# Data rows
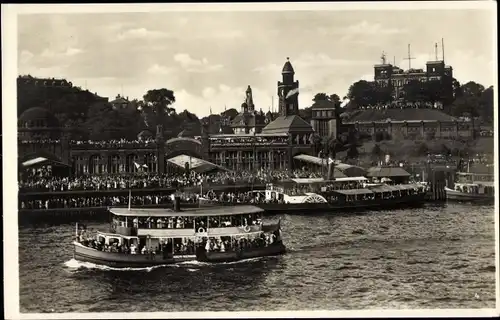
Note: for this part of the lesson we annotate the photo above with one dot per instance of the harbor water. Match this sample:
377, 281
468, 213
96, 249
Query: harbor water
431, 257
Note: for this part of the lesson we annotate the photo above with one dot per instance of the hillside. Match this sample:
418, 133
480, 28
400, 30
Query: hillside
58, 96
398, 115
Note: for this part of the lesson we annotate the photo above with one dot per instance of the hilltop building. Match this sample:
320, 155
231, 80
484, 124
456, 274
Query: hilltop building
390, 75
248, 120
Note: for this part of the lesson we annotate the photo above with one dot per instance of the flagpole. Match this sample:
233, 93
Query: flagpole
129, 198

# Exercise description
Rewrite the records from the line with "of the hilltop" up to and including the last line of the records, keeping every line and leaving the sample numbers unchanged. In the answer points only, subtract 111 from each coordinate.

# Full solution
Note: for this part of the lesson we annotate the photo above with one dot per instance of the hilltop building. Match this sample:
320, 155
231, 80
484, 124
456, 274
Query: hilltop building
279, -36
137, 9
Note: for this part of the lesson we annotate the photo above with one dot per instance of the flagpole. Match this sample:
233, 93
Query: flagpole
18, 87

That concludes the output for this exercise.